::: EXERCISE INPUT

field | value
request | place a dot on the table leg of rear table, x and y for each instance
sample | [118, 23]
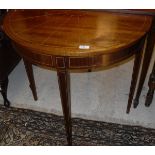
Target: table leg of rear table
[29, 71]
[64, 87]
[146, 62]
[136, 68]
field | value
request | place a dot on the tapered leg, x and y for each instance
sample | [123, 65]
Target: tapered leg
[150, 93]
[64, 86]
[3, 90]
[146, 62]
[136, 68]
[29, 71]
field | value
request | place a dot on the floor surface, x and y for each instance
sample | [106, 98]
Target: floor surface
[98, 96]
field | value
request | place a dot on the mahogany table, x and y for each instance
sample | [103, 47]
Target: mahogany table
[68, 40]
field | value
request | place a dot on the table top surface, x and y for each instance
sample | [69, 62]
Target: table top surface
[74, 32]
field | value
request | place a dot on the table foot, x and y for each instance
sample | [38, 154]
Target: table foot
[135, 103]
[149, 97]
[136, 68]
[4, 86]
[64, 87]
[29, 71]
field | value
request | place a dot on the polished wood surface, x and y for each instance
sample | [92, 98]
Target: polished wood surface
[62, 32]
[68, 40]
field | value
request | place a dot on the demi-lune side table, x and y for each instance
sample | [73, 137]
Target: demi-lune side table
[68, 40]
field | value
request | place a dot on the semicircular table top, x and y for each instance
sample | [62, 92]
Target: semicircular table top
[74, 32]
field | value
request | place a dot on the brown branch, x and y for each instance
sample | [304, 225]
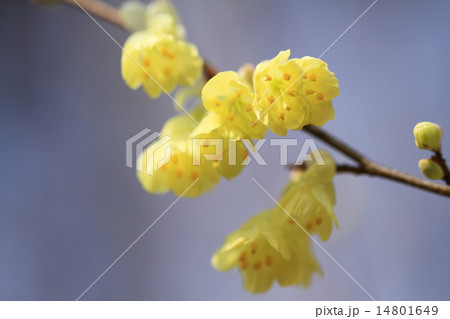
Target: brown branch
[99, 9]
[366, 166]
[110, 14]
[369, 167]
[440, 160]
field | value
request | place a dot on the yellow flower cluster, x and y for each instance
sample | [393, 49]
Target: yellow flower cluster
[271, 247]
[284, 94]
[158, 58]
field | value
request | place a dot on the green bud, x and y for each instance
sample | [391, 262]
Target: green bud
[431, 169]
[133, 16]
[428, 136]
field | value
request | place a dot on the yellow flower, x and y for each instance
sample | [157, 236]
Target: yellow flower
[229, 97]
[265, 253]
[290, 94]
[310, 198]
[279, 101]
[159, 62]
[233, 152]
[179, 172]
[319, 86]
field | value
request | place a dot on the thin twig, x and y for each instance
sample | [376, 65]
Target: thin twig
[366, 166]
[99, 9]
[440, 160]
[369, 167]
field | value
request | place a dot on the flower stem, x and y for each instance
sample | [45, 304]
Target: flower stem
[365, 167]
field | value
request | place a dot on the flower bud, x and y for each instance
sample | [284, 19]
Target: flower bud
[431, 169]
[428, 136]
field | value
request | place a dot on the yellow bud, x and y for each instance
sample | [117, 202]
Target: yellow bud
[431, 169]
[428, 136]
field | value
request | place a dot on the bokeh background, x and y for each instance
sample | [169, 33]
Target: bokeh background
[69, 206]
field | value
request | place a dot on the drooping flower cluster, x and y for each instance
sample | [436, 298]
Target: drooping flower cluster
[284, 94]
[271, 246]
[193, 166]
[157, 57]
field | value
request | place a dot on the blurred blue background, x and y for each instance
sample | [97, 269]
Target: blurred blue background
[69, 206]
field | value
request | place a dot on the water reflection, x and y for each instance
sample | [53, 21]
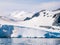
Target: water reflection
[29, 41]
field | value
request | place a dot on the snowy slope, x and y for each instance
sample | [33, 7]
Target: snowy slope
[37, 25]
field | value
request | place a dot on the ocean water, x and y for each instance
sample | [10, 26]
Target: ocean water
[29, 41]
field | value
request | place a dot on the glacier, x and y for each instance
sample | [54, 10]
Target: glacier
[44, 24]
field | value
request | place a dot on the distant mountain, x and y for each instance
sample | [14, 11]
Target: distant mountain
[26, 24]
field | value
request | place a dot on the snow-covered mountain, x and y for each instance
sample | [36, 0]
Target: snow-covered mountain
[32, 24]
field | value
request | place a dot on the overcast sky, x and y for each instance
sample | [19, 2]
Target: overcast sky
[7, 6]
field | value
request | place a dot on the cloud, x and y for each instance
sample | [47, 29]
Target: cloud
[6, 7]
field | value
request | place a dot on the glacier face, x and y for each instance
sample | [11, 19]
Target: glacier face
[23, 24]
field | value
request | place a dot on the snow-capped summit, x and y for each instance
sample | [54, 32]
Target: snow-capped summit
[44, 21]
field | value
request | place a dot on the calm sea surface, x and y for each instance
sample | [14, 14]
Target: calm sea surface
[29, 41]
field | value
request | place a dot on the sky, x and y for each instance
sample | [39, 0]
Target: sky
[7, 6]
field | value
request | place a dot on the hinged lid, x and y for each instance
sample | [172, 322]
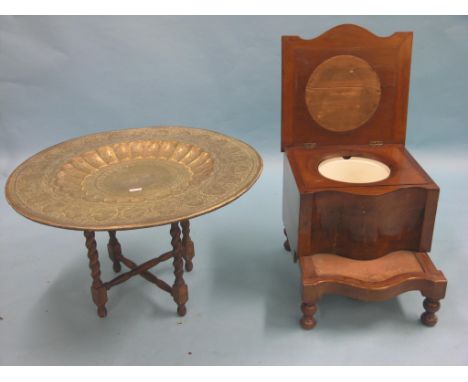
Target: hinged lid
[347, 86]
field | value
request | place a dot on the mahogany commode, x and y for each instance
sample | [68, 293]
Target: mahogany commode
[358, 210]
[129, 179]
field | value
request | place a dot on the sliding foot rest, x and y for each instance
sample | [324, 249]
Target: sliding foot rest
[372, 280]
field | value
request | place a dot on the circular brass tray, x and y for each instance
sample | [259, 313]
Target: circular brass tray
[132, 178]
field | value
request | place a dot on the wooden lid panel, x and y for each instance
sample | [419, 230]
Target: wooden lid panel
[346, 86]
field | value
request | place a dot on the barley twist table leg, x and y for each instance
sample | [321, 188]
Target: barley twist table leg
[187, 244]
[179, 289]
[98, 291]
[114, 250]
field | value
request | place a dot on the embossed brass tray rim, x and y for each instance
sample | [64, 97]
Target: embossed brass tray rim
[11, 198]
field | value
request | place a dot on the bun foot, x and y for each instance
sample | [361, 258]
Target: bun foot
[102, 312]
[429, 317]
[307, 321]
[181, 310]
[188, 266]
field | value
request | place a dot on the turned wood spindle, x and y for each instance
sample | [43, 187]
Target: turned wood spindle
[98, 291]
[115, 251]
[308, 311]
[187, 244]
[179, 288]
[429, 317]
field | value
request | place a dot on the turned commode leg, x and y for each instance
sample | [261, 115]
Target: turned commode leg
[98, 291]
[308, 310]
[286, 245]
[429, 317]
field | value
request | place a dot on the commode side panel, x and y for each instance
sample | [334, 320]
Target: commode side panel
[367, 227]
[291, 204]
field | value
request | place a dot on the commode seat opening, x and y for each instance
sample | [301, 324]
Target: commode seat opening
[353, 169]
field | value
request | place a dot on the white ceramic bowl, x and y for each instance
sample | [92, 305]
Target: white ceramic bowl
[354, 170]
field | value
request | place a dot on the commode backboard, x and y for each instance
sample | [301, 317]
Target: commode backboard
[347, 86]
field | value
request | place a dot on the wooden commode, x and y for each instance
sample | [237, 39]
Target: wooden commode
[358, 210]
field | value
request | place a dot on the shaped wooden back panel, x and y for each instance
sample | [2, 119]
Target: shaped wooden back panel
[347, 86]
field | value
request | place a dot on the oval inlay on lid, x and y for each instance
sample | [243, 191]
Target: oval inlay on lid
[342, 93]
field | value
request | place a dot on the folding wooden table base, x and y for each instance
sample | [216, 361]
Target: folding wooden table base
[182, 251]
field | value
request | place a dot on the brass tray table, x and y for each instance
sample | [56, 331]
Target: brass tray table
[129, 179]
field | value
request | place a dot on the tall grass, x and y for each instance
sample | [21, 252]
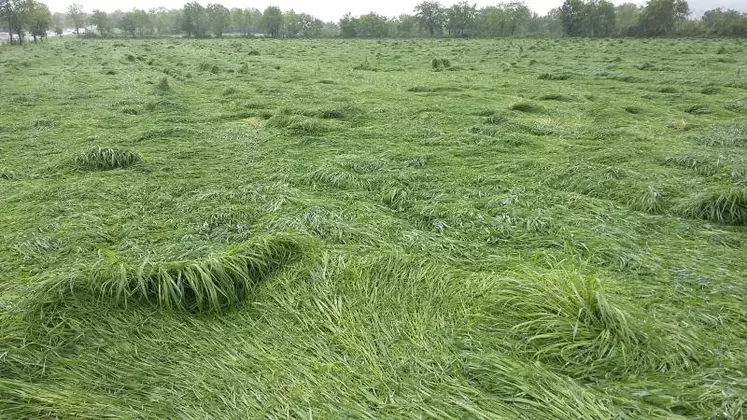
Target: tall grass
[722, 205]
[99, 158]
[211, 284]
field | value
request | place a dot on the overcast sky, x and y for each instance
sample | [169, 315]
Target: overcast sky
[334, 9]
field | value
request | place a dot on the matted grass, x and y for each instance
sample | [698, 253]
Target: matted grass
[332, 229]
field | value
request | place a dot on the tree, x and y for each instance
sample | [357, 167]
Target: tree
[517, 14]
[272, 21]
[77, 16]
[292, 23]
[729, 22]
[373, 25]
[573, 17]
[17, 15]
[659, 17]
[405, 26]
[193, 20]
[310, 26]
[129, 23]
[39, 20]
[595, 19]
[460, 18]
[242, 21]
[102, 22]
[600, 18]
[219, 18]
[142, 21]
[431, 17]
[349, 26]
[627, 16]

::::::
::: EXERCISE INPUT

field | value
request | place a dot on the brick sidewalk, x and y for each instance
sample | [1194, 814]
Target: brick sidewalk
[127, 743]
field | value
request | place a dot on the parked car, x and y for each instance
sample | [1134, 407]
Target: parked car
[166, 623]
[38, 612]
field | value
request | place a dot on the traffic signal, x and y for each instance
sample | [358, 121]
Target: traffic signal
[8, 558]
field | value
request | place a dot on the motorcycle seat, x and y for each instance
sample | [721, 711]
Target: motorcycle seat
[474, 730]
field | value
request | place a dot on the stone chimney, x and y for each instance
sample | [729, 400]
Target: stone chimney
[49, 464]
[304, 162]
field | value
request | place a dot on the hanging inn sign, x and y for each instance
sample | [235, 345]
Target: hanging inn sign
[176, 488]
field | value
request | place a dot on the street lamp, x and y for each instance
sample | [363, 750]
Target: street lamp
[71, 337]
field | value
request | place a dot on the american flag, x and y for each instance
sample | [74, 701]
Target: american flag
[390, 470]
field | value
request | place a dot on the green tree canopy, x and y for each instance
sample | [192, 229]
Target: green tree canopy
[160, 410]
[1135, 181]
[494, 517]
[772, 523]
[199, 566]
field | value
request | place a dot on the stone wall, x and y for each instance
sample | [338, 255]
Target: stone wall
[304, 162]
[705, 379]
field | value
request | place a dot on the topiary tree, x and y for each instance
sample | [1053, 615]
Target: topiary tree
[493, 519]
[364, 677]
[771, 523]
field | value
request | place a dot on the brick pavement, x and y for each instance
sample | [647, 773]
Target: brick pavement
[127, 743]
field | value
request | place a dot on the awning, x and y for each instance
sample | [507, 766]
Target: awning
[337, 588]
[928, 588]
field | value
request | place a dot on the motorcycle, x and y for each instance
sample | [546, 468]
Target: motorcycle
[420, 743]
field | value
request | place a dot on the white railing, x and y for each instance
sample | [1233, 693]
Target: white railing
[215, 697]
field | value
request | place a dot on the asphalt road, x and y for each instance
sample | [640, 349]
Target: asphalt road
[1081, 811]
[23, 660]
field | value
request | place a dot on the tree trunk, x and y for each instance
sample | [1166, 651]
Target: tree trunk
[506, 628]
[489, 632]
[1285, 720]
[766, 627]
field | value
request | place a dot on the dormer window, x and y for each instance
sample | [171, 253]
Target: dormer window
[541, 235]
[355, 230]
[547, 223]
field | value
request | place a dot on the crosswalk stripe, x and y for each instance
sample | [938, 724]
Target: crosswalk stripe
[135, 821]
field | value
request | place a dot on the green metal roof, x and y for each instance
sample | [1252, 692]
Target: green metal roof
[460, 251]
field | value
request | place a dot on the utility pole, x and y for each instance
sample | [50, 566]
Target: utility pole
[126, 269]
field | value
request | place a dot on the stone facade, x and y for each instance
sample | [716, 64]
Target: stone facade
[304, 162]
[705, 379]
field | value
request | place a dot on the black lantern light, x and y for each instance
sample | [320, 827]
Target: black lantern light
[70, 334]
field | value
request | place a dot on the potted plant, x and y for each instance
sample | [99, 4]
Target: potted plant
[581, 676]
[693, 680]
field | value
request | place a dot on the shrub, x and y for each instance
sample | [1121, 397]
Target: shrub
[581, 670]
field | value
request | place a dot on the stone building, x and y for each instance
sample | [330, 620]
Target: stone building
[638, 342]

::::::

● **WHAT IS EXPECTED**
Which lines of the items contain the word "facade"? Collect every one of them, treating case as significant.

● **WORKED SOLUTION**
request | place a dot on the stone facade, x and y for each instance
Target: stone facade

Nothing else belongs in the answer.